BEGIN Exercise material
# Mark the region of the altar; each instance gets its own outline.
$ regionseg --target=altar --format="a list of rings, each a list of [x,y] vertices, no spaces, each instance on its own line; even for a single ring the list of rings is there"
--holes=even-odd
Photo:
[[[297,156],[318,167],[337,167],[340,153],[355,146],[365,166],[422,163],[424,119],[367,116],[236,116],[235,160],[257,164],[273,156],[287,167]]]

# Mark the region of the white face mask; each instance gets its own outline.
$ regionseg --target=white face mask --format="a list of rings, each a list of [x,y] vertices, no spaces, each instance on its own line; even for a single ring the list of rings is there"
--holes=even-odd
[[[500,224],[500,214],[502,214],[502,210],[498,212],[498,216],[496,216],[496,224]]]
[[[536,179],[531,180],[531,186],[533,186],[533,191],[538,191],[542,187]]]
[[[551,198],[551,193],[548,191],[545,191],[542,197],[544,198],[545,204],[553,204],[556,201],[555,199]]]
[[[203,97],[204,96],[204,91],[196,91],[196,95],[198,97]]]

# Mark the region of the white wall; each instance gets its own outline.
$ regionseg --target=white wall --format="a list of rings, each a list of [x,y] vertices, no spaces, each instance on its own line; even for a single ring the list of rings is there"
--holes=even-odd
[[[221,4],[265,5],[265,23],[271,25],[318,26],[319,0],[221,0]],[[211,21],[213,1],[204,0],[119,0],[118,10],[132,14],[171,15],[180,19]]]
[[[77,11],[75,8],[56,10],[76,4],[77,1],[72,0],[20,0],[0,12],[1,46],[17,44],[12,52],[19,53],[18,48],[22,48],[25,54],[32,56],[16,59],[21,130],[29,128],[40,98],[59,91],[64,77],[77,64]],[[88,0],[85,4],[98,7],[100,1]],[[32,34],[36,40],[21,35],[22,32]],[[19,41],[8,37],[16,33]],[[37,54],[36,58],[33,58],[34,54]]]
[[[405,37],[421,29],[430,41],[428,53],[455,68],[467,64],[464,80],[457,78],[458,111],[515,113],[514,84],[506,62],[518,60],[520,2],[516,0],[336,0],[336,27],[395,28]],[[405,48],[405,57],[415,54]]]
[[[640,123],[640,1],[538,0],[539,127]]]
END Exercise material
**Work to complete:** When you reach the line that holds "# Mark the region of the white wall;", please copy it and every line after it through the end of the listing, exactly and with no other lines.

**Worked solution:**
# Mark the region of the white wall; each instance gets its own outline.
$ regionseg --target=white wall --format="a list of rings, each a list of [x,y] vertices, no spaces, each instance on its own line; even for a single ring the list of rings is there"
--holes=even-odd
[[[221,4],[265,5],[265,23],[271,25],[318,26],[319,0],[221,0]],[[211,21],[213,1],[204,0],[119,0],[118,10],[132,14],[171,15],[180,19]]]
[[[77,11],[75,8],[56,10],[76,4],[77,1],[72,0],[20,0],[0,12],[1,46],[17,44],[12,52],[19,53],[18,48],[22,48],[25,54],[32,56],[16,59],[21,130],[29,128],[40,98],[59,91],[64,77],[77,64]],[[88,0],[85,4],[98,7],[100,1]],[[32,34],[36,40],[21,35],[22,32]],[[19,41],[8,37],[16,33]],[[37,54],[36,58],[33,58],[34,54]]]
[[[405,37],[421,29],[430,41],[428,53],[455,68],[467,64],[464,80],[457,78],[458,111],[515,113],[514,84],[506,62],[518,60],[520,2],[516,0],[336,0],[336,27],[395,28]],[[405,48],[405,57],[415,54]]]
[[[640,123],[640,1],[538,0],[539,127]]]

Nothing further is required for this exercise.